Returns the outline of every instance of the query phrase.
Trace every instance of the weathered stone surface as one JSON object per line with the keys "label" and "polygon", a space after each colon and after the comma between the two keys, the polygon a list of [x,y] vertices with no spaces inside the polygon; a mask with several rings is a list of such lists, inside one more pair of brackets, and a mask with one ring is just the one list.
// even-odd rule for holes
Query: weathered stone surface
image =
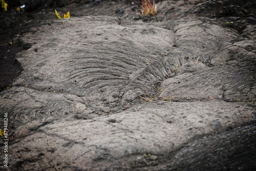
{"label": "weathered stone surface", "polygon": [[[232,23],[198,17],[204,2],[164,1],[148,23],[126,17],[136,11],[127,4],[113,4],[112,16],[74,7],[77,17],[23,35],[24,70],[0,94],[14,137],[10,169],[253,168],[256,19],[242,7]],[[176,15],[168,3],[196,11]],[[174,18],[157,22],[167,11]]]}

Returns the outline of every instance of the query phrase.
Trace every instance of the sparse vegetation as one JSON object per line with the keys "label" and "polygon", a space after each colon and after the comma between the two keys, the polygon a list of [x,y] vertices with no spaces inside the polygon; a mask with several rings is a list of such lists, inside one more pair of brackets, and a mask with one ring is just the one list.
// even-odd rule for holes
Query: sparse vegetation
{"label": "sparse vegetation", "polygon": [[[61,17],[59,15],[58,12],[57,12],[56,10],[55,10],[55,14],[56,14],[56,16],[57,16],[57,17],[58,17],[58,18],[61,19]],[[70,13],[69,12],[69,11],[67,13],[67,14],[65,14],[63,15],[63,18],[70,18]]]}
{"label": "sparse vegetation", "polygon": [[155,15],[157,12],[158,5],[155,3],[155,0],[142,0],[141,10],[143,15],[152,14]]}

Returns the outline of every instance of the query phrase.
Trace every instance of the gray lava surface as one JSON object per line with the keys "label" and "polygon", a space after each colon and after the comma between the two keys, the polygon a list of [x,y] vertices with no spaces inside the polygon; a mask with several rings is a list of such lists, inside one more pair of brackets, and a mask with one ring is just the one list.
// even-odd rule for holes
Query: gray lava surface
{"label": "gray lava surface", "polygon": [[256,168],[256,4],[232,2],[162,1],[143,16],[103,1],[45,16],[19,37],[24,70],[0,93],[8,169]]}

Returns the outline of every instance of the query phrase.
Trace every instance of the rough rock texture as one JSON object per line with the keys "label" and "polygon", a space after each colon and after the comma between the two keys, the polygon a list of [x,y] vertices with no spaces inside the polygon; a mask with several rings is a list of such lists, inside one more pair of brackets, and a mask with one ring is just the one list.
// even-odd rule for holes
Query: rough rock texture
{"label": "rough rock texture", "polygon": [[[156,17],[73,7],[23,35],[24,70],[0,94],[10,169],[256,168],[256,18],[202,17],[210,2],[162,2]],[[121,10],[97,16],[106,4]]]}

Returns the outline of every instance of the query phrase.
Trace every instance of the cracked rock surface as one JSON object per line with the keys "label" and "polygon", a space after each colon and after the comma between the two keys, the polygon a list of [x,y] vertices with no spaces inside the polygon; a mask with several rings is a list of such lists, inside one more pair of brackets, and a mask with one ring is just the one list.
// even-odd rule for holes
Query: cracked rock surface
{"label": "cracked rock surface", "polygon": [[23,35],[24,71],[0,93],[9,169],[256,168],[253,4],[200,2],[162,2],[150,21],[124,2],[71,5]]}

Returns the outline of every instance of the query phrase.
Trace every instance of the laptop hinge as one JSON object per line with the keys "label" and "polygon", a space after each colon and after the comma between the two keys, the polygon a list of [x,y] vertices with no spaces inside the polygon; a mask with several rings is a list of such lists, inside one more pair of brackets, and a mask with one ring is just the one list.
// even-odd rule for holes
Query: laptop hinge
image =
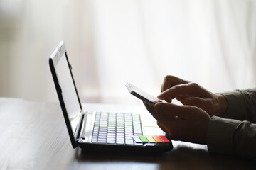
{"label": "laptop hinge", "polygon": [[79,140],[80,134],[81,132],[82,125],[82,123],[83,123],[83,120],[84,120],[84,117],[85,117],[85,114],[83,113],[82,109],[81,109],[80,115],[80,119],[78,121],[78,125],[77,126],[77,128],[76,128],[76,130],[75,132],[75,140],[76,142],[78,142]]}

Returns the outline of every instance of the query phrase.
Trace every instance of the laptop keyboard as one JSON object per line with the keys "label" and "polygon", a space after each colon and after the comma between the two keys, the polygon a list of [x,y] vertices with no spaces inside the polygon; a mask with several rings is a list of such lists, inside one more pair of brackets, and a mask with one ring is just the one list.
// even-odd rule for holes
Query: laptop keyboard
{"label": "laptop keyboard", "polygon": [[134,144],[132,137],[142,135],[139,114],[97,113],[92,142]]}

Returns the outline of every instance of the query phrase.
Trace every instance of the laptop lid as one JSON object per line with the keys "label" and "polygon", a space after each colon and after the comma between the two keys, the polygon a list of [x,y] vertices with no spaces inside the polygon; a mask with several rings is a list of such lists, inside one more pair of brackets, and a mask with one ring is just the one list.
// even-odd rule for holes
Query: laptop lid
{"label": "laptop lid", "polygon": [[49,64],[72,146],[75,148],[83,117],[82,108],[63,42],[60,42],[50,55]]}

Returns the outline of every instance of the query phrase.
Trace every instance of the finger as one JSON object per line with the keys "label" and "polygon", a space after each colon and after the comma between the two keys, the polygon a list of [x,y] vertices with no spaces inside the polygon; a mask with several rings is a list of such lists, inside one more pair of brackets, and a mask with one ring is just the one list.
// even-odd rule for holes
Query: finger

_____

▸ GOAL OF THE EXERCISE:
Pick out and copy every line of the material above that contains the string "keyboard", matching its case.

▸ EXERCISE RESPONSE:
Trace every instance of the laptop keyboard as one JSON object per line with the keys "label" and "polygon", a space after each colon and after the comma between the two keys, the polygon a list of [x,y] vertices with no spaces inside the polygon; a mask with several rings is a list of such lists, inside one more pair of brackets, and a mask with one ring is just the one list.
Query: laptop keyboard
{"label": "laptop keyboard", "polygon": [[134,144],[132,137],[142,135],[139,114],[97,113],[92,142]]}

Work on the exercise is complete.